RECORDS TO USE:
★ ★ ★ ★
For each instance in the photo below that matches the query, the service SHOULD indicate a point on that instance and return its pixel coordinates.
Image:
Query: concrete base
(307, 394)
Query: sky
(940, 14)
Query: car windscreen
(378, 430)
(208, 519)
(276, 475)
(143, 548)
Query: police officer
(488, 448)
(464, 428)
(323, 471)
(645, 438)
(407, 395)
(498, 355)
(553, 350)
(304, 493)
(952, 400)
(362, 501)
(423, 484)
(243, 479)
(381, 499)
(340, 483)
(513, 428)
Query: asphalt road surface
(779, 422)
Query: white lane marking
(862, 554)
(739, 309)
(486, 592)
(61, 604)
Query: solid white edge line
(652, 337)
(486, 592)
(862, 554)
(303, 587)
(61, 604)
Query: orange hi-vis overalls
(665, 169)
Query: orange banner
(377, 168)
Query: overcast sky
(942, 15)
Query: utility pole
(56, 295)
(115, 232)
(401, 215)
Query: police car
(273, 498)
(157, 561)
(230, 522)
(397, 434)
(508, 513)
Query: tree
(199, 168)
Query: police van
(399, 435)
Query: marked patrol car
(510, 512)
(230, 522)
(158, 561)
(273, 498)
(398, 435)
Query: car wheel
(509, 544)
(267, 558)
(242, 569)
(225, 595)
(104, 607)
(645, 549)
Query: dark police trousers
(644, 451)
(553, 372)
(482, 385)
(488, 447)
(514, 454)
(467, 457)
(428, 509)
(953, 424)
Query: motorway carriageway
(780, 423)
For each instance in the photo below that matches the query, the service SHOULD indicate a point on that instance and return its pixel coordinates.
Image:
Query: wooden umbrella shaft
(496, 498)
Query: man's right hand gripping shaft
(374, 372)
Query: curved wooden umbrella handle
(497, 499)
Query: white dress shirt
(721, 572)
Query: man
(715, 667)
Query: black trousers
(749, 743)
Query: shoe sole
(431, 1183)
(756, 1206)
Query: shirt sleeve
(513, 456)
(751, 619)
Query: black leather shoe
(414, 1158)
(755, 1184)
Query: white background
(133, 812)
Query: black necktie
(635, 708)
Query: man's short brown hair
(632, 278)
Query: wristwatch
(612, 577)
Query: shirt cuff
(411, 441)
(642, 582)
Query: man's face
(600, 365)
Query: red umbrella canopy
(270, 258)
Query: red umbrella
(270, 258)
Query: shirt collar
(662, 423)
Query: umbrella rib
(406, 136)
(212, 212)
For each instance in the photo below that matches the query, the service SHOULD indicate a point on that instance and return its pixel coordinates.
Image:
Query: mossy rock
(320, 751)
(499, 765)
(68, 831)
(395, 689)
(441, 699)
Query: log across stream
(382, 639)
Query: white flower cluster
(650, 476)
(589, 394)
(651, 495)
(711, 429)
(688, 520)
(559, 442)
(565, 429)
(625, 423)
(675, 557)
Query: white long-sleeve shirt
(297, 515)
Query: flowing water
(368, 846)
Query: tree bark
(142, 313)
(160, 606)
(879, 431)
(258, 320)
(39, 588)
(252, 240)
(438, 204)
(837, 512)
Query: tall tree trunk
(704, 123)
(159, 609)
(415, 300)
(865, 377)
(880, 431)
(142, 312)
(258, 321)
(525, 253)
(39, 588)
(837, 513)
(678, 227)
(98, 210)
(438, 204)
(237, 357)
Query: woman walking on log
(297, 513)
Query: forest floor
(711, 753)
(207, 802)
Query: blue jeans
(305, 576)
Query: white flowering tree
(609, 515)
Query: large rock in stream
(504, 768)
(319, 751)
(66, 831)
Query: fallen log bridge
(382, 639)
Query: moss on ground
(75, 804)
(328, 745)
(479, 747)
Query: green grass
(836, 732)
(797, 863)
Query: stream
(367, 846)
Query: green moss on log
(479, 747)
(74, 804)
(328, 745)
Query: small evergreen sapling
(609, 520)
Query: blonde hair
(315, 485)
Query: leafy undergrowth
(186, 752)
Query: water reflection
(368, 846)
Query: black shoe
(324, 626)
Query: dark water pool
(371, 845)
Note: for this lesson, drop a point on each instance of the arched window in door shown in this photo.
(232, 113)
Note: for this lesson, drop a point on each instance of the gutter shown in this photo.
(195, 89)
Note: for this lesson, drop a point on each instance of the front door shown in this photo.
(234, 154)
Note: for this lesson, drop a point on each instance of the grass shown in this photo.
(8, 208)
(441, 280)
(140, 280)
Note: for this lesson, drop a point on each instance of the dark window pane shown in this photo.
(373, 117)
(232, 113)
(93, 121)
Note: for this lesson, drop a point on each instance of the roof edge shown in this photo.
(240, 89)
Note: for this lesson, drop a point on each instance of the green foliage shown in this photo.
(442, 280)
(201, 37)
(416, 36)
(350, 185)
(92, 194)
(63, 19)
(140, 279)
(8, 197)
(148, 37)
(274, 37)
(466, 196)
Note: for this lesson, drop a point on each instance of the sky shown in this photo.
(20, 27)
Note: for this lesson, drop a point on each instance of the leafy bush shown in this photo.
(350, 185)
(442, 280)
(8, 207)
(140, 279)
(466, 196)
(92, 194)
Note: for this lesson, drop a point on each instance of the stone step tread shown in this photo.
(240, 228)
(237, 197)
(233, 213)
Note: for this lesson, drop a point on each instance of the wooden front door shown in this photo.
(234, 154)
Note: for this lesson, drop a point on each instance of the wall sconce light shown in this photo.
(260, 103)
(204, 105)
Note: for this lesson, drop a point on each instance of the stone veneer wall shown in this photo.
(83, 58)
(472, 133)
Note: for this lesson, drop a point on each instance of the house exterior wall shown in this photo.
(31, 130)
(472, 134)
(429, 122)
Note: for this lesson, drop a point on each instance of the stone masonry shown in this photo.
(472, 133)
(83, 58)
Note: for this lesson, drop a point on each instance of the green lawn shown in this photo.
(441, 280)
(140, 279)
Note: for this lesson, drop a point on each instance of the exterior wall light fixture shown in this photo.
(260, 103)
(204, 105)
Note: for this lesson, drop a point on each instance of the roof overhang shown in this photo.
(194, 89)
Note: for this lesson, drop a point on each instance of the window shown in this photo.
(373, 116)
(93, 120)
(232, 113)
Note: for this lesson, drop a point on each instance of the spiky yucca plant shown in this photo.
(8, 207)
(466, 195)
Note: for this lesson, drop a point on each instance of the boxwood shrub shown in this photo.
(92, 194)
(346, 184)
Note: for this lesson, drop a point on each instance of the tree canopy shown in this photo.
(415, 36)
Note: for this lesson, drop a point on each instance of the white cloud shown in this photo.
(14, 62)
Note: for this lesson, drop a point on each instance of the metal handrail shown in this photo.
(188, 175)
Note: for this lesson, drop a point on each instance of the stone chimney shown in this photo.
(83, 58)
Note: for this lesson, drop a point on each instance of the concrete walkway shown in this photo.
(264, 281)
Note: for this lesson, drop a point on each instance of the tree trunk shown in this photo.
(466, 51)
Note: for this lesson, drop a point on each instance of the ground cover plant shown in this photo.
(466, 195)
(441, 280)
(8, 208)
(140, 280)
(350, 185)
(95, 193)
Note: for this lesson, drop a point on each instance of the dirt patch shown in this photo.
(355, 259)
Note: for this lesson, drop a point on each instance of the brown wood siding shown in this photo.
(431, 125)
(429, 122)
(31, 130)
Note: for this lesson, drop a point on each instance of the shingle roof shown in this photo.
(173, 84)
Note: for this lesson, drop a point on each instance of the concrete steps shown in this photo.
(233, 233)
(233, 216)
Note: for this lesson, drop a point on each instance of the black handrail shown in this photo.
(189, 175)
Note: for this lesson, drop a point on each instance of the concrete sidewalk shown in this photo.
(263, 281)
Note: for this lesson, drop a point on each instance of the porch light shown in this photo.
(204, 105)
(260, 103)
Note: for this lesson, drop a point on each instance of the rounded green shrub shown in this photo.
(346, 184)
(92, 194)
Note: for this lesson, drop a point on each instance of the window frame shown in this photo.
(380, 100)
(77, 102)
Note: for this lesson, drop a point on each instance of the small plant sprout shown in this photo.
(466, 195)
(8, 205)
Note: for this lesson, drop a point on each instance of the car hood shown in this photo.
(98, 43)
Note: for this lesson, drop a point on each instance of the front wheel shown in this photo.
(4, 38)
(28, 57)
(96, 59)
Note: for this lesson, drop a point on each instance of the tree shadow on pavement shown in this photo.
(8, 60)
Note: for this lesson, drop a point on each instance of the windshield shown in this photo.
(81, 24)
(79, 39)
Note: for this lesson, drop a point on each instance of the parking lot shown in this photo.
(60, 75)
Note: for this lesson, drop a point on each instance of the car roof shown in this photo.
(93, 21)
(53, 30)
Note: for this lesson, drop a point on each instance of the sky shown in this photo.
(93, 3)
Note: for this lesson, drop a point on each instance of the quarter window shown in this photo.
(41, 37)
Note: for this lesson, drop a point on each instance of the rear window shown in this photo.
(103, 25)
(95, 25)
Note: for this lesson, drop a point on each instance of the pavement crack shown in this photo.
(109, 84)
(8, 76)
★ ★ ★ ★
EXERCISE REQUIREMENTS:
Exact copies of the lines from the one with "car roof shown in this photo." through the final line of the listing should be returned, and no other lines.

PROBLEM SOLUTION:
Note: for this lesson, drop a point on each instance of the car roof shown in this photo.
(93, 21)
(53, 30)
Note: for this lesson, drop a point on each instance of the sky shown in this photo.
(93, 3)
Note: for this lesson, drop a point on each instance of the quarter window shown in this photo.
(41, 37)
Note: for this lesson, drop a point on each instance of the rear window shown in this photo.
(103, 25)
(95, 25)
Note: for this lesson, drop a point on each instance of the pavement crack shown in this photo.
(109, 84)
(8, 76)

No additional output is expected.